Requirement: Report how many lines in the rows below contain the string "water", giving only the number.

Data supplied:

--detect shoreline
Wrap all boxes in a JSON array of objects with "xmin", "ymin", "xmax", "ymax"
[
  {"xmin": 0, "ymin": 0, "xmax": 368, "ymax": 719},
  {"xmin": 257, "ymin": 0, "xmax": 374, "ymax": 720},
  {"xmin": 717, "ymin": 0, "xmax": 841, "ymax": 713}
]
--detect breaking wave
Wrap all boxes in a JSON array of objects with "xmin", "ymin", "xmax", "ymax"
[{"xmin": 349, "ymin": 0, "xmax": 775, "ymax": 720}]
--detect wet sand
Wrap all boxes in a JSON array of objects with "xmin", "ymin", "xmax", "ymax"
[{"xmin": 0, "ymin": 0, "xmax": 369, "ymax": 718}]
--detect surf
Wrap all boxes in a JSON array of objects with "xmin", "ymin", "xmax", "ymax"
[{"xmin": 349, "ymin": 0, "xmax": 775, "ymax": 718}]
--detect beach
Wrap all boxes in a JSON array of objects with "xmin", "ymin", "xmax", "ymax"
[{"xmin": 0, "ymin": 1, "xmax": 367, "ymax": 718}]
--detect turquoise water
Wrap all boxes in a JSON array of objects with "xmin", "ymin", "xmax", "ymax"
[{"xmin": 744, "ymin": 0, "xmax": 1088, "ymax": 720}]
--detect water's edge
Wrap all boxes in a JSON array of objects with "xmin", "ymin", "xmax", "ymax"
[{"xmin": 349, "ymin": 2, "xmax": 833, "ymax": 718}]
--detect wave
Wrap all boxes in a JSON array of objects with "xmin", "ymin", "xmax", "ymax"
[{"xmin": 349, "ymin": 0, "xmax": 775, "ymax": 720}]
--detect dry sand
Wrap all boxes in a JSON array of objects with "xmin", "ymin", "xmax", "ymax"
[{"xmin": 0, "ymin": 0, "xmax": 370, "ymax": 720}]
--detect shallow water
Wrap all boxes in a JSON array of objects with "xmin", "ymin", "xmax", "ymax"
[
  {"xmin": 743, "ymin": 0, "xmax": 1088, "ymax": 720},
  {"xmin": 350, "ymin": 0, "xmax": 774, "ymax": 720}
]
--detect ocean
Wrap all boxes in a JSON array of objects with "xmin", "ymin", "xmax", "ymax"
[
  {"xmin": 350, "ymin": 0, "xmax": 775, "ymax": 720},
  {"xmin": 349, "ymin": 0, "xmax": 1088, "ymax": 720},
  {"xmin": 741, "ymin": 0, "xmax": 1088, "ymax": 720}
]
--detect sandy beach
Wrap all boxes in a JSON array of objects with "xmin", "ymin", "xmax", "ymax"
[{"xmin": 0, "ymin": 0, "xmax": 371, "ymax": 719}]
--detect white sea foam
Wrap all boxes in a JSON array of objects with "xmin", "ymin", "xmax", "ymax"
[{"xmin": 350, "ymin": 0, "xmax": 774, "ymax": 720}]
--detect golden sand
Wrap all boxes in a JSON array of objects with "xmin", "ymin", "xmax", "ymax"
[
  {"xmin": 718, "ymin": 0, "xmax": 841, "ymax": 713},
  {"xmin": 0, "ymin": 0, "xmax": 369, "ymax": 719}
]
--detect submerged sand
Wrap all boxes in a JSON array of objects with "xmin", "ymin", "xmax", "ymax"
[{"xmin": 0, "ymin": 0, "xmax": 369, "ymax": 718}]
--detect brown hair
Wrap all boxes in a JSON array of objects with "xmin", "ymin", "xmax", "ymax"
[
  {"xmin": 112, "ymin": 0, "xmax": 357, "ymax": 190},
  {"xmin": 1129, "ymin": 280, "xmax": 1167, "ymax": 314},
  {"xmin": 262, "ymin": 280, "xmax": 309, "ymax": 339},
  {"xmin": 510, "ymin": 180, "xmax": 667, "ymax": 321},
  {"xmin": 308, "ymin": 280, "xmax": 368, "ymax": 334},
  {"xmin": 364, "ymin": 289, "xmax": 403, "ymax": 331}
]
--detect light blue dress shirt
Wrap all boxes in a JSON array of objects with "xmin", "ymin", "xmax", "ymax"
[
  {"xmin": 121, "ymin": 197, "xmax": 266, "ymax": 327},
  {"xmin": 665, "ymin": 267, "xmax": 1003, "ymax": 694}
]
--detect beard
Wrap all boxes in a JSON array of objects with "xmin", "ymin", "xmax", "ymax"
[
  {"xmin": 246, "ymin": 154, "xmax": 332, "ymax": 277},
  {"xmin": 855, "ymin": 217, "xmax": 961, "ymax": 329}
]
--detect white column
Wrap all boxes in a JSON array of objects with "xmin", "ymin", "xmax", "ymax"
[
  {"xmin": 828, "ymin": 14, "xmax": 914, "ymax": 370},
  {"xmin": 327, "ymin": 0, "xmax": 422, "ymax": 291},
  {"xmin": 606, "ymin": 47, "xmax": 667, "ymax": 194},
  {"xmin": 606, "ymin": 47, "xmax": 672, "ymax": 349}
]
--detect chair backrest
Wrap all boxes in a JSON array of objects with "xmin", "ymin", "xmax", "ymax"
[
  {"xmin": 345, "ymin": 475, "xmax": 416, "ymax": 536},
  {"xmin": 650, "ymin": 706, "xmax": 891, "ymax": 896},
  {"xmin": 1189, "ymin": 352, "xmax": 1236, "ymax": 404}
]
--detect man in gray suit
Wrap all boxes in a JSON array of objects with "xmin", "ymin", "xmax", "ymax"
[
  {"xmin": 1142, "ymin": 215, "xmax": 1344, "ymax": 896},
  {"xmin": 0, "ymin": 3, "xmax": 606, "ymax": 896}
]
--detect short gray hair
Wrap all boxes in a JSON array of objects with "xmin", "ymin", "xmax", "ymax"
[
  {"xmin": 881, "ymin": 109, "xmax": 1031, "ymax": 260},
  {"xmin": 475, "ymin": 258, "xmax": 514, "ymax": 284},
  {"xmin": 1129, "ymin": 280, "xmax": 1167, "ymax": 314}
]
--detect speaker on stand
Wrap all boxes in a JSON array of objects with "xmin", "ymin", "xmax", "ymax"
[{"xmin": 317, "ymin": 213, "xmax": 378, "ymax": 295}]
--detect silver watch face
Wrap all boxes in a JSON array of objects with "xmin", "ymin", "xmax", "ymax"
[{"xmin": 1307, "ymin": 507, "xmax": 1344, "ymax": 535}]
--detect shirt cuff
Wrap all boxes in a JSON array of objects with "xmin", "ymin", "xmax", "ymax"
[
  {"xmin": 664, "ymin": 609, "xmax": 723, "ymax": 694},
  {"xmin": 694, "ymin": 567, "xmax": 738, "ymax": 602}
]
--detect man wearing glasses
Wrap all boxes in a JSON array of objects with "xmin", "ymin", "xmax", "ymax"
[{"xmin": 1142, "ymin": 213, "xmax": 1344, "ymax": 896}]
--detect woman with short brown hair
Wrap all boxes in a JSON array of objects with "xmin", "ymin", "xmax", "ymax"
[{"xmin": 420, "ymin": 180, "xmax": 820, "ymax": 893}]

Result: 3